(Dataset items)
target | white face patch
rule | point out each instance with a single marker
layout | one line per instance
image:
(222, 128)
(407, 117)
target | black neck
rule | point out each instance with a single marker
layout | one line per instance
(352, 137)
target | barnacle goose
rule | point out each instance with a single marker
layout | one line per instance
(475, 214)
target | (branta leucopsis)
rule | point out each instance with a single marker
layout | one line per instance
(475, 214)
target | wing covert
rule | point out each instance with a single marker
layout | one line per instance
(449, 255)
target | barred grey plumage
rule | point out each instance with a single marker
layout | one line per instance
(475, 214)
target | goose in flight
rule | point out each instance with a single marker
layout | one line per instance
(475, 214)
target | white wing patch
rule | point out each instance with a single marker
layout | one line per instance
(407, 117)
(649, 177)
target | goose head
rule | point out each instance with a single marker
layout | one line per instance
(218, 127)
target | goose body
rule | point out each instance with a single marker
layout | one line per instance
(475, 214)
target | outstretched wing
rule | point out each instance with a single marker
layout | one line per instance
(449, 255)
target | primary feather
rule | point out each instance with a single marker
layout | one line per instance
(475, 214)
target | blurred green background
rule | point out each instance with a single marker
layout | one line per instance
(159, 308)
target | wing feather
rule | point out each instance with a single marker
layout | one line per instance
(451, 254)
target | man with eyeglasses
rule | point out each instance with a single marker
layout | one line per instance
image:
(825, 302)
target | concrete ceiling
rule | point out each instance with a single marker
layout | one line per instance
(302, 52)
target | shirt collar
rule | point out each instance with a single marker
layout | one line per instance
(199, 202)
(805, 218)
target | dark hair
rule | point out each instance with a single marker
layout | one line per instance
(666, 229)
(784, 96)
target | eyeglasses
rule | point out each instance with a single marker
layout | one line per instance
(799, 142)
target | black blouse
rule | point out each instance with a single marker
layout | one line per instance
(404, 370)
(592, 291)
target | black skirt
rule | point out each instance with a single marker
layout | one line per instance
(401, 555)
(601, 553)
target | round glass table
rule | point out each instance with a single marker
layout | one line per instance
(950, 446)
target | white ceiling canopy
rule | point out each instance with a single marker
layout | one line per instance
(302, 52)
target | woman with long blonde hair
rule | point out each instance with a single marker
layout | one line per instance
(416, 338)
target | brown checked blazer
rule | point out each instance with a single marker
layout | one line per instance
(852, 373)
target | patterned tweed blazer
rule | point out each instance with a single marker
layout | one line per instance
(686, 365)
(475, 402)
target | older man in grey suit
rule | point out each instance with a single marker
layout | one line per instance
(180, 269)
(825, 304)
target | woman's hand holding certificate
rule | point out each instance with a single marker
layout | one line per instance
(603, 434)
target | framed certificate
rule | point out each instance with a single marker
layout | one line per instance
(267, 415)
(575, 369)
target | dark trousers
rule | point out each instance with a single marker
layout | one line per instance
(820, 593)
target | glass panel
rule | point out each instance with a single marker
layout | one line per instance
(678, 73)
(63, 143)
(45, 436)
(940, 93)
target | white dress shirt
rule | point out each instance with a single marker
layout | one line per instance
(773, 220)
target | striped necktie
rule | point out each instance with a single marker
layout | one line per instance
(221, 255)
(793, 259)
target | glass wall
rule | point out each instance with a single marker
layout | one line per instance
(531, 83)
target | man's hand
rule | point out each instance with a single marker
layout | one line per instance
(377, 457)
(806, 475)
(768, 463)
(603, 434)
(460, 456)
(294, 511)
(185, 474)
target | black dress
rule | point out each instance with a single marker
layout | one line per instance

— PROBLEM STATEMENT —
Reproduce the final stretch of the data above: every line from the one holding "target | white dress shirt" through the end, inclusive, exactly as written and nothing else.

— EXERCISE RESPONSE —
target | white dress shirt
rule | point out each instance with a single marker
layout | one line per instance
(773, 220)
target | striped necktie
rule | point out each instance with a single marker
layout | one line per instance
(221, 255)
(793, 259)
target | glass wall
rule | point out each instance with a single marker
layout | one line per instance
(531, 83)
target | man's hand
rule | point out each instance with a single marker
layout | one line per instance
(377, 457)
(806, 475)
(768, 463)
(603, 434)
(460, 456)
(294, 511)
(185, 474)
target | black dress
rule | point out each instance with a single marker
layout | one line per instance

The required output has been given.